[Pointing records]

● ● ● ● ● ● ●

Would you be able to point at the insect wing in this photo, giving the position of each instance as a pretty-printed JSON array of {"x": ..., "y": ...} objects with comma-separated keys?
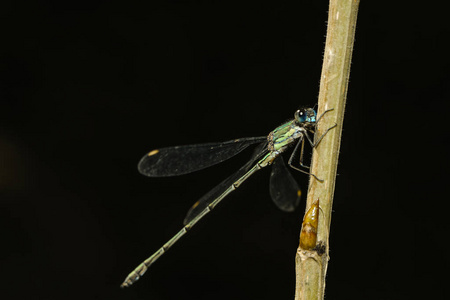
[
  {"x": 284, "y": 189},
  {"x": 204, "y": 201},
  {"x": 179, "y": 160}
]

● ● ● ● ● ● ●

OBJECTIVE:
Quote everything in the listing above exactly; pictures are the only thing to omit.

TASK RESPONSE:
Would you be able to point at the insect wing in this photo, giving the position of each instance as a pretty-printed JSON array of {"x": ..., "y": ...} objects with comma-separated keys?
[
  {"x": 284, "y": 189},
  {"x": 204, "y": 201},
  {"x": 179, "y": 160}
]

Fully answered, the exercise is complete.